WHAT THIS TASK INVOLVES: Nothing but the lines from the line with "object in the photo above." to the end of the records below should appear in the answer, each exactly as given.

Records from a data source
..........
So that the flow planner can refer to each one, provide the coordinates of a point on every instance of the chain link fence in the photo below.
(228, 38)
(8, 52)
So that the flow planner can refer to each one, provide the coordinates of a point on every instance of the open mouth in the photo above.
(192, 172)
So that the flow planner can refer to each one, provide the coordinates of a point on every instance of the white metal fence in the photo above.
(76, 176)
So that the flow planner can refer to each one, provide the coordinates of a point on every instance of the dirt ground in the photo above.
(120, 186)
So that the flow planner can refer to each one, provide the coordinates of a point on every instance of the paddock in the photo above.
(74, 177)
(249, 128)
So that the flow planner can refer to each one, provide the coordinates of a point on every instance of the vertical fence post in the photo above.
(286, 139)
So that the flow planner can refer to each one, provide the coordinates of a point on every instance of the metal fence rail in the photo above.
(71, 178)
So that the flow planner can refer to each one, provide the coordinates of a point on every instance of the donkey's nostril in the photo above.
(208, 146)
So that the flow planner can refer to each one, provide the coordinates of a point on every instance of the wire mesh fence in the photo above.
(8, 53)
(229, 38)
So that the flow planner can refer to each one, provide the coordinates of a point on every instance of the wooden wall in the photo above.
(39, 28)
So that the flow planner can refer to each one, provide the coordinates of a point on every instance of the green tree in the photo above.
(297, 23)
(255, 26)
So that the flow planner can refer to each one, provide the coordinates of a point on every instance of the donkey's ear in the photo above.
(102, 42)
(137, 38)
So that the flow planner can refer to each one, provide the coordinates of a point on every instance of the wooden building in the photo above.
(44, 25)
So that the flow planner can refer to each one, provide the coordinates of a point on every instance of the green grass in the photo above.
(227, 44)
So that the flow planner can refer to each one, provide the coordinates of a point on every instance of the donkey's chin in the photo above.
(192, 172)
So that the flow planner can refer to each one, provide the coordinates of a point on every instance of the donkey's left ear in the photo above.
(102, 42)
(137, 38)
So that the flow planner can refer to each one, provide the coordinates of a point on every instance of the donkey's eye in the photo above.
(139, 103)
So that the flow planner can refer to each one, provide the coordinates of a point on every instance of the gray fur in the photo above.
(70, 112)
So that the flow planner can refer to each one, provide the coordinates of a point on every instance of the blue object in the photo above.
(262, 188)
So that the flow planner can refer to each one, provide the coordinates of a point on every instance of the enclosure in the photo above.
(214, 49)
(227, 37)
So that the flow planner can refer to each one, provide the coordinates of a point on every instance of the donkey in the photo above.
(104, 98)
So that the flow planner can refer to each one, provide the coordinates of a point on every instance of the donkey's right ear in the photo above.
..........
YOUR RESPONSE:
So that the flow planner can refer to each one, provide the coordinates of a point on every instance of the blue object in the photo above.
(262, 188)
So that the flow planner can refer to each one, provide the coordinates of a point on every instance of the enclosure in the photo above.
(214, 49)
(227, 37)
So that the flow planner can refer to each one, provide the coordinates of a point on every instance of the donkey in the photo above.
(104, 98)
So that the flow planner can refer to each one, provide the coordinates of a point on every instance of the donkey's right ear in the photo above.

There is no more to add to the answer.